• SOURCE DOCUMENT:

= Distributed data store =

Computer network with multiple nodes to store information

A distributed data store is a computer network where information is stored on more than one node, often in a replicated fashion. It is usually specifically used to refer to either a distributed database where users store information on a number of nodes, or a computer network in which users store information on a number of peer network nodes.

==Distributed databases==
Distributed databases are usually non-relational databases that enable a quick access to data over a large number of nodes. Some distributed databases expose rich query abilities while others are limited to a key-value store semantics. Examples of limited distributed databases are Google's Bigtable, which is much more than a distributed file system or a peer-to-peer network, Amazon's Dynamo
and Microsoft Azure Storage.

As the ability of arbitrary querying is not as important as the availability, designers of distributed data stores have increased the latter at an expense of consistency. But the high-speed read/write access results in reduced consistency, as it is not possible to guarantee both consistency and availability on a partitioned network, as stated by the CAP theorem.

• DATA SHOWN:
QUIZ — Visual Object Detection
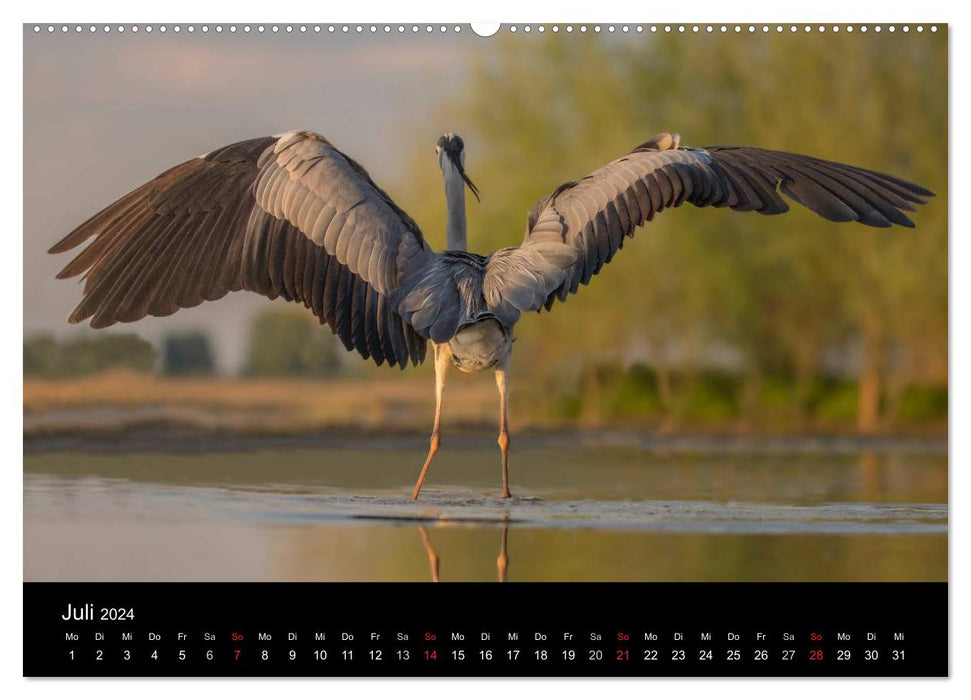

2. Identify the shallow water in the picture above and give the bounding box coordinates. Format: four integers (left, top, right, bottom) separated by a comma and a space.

• TASKS TO CARRY OUT:
• a. Do these statements agree with the text on distributed data stores? For each, answer yes or no and quote the words of the text that decide it.
(i) Distributed databases are usually relational databases.
(ii) Designers of distributed data stores have increased availability at the expense of consistency.
(iii) The CAP theorem states that both consistency and availability can be guaranteed on a partitioned network.
• b. Can you carry on the text on distributed data stores from its last sentence?

• SOLVED PROBLEMS:
• a.
(i) No: "Distributed databases are usually non-relational databases"
(ii) Yes: "designers of distributed data stores have increased the latter at an expense of consistency"
(iii) No: "it is not possible to guarantee both consistency and availability on a partitioned network, as stated by the CAP theorem"

• b.
==Peer network node data stores==
In peer network data stores, the user can usually reciprocate and allow other users to use their computer as a storage node as well. Information may or may not be accessible to other users depending on the design of the network.

Most peer-to-peer networks do not have distributed data stores in that the user's data is only available when their node is on the network. However, this distinction is somewhat blurred in a system such as BitTorrent, where it is possible for the originating node to go offline but the content to continue to be served. Still, this is only the case for individual files requested by the redistributors, as contrasted with networks such as Hyphanet, Winny, Share and Perfect Dark where any node may be storing any part of the files on the network.

Distributed data stores typically use an error detection and correction technique.
Some distributed data stores (such as Parchive over NNTP) use forward error correction techniques to recover the original file when parts of that file are damaged or unavailable.
Others try again to download that file from a different mirror.

==Examples==

===Distributed non-relational databases===

| Product | License | High availability | Notes |
|---|---|---|---|
| Apache Accumulo | AL2 |  |  |
| Aerospike | AGPL |  |  |
| Apache Cassandra | AL2 | Yes | formerly used by Facebook |
| Apache Ignite | AL2 |  |  |
| Bigtable | Proprietary |  | used by Google |
| Couchbase | AL2 |  | used by LinkedIn, PayPal, and eBay |
| CrateDB | AL2 | Yes |  |
| Apache Druid | AL2 |  | used by Netflix, and Yahoo |
| Dynamo | Proprietary |  | used by Amazon |
| etcd | AL2 | Yes |  |
| Hazelcast | AL2, Proprietary |  |  |
| HBase | AL2 | Yes | formerly used by Facebook |
| Hypertable | GPL 2 |  | Baidu |
| MongoDB | SSPL |  |  |
| MySQL NDB Cluster | GPL 2 | Yes | SQL and NoSQL APIs |
| Riak | AL2 | Yes |  |
| Redis | BSD License | Yes |  |
| ScyllaDB | AGPL |  |  |
| Voldemort | AL2 |  | used by LinkedIn |

===Peer network node data stores===
- BitTorrent
- Blockchain (database)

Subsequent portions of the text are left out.